What to do:
From the records below, count the lines holding the string "handle". Only the number is wanted.
____ Study material
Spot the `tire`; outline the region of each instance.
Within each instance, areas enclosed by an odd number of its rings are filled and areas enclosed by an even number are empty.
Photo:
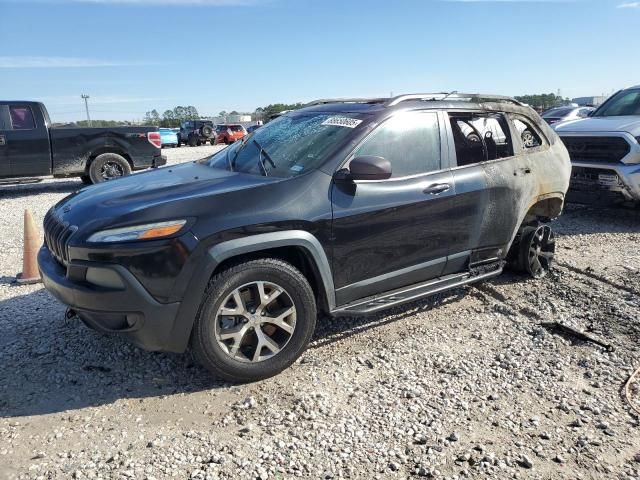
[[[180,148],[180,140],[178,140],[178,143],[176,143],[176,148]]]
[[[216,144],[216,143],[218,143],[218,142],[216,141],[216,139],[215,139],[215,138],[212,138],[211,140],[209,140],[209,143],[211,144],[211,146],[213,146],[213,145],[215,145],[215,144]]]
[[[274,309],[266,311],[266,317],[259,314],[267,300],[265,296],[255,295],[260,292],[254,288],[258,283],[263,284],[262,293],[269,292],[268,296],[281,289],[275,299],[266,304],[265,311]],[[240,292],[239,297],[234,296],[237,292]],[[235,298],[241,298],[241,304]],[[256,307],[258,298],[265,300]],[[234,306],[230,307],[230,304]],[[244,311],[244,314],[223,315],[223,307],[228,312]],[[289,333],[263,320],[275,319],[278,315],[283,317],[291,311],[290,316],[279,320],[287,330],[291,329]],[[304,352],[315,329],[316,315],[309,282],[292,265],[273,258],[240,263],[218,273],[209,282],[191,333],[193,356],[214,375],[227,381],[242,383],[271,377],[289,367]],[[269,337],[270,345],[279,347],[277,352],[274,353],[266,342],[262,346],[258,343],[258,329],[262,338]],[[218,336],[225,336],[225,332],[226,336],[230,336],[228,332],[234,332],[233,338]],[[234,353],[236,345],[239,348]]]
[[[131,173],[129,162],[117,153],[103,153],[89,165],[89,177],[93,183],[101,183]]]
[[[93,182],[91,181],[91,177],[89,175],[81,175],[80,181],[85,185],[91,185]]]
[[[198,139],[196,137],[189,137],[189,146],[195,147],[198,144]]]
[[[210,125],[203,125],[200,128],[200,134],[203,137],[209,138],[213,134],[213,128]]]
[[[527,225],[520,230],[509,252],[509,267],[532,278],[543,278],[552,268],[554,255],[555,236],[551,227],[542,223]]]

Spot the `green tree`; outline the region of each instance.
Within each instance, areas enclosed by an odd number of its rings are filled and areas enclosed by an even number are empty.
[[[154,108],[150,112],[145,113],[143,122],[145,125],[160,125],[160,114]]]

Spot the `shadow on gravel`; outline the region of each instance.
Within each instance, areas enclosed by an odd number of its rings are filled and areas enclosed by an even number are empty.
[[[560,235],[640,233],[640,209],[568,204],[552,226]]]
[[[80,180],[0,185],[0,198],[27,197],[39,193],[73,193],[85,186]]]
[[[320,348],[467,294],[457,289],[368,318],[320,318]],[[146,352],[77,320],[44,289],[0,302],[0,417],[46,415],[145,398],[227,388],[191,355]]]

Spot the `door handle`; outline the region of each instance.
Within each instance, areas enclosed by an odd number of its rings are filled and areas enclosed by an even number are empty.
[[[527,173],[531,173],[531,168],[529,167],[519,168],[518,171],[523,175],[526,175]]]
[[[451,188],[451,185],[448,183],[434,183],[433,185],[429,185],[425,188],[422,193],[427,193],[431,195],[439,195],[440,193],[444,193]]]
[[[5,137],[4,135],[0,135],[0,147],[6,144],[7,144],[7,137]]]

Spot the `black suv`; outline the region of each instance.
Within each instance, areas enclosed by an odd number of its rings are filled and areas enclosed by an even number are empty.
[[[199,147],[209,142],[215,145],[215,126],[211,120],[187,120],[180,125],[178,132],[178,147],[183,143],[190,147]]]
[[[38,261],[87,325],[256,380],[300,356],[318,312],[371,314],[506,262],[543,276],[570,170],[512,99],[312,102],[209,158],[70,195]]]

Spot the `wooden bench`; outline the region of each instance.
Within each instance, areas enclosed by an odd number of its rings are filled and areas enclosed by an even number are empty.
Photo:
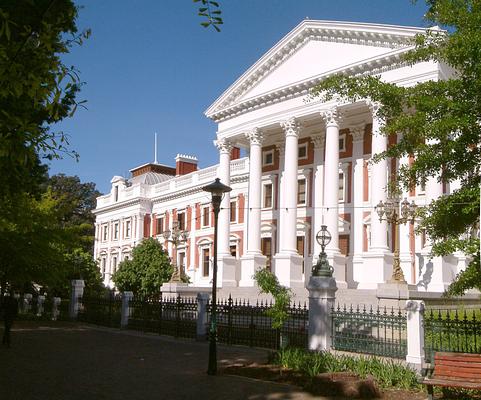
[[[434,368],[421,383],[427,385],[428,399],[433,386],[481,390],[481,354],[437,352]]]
________
____ Study material
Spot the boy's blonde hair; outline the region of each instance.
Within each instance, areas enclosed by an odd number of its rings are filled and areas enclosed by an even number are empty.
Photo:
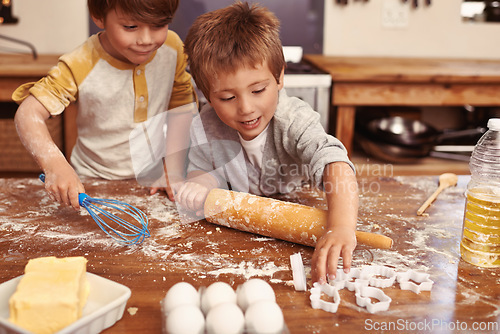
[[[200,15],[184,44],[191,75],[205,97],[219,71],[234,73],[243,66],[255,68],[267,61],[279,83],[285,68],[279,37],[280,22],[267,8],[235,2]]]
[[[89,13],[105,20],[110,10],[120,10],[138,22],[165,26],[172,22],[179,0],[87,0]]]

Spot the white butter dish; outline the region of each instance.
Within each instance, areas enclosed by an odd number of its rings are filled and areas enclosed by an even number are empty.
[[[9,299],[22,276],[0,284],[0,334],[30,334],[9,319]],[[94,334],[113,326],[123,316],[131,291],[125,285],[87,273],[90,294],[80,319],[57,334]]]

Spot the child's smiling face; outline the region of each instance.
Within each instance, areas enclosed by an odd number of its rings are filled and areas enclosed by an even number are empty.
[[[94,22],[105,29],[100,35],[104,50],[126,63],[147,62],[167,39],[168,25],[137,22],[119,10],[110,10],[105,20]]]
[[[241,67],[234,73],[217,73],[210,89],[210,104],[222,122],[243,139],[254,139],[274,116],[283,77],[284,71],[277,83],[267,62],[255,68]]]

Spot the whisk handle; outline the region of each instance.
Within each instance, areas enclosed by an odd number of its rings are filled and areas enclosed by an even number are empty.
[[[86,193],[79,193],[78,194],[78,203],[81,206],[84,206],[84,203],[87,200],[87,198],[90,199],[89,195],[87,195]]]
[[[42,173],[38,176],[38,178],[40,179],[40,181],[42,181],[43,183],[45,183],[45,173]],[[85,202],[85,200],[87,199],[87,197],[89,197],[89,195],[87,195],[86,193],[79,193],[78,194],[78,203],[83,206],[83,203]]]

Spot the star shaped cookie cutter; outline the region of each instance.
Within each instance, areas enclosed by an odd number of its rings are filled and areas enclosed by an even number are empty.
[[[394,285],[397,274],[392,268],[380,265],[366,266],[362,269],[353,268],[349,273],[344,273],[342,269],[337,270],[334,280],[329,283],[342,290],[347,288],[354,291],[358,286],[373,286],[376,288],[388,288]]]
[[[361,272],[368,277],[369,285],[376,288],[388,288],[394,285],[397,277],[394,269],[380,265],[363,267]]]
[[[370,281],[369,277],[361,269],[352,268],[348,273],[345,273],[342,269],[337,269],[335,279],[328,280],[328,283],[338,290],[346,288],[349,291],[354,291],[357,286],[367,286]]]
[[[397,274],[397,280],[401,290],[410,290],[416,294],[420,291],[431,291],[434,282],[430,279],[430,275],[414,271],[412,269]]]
________
____ Study material
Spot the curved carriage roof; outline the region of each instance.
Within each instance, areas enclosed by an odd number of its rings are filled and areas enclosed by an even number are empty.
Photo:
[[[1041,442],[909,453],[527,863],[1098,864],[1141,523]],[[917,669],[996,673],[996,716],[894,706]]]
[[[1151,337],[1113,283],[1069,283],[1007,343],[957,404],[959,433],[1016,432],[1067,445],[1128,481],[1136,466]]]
________
Answer box:
2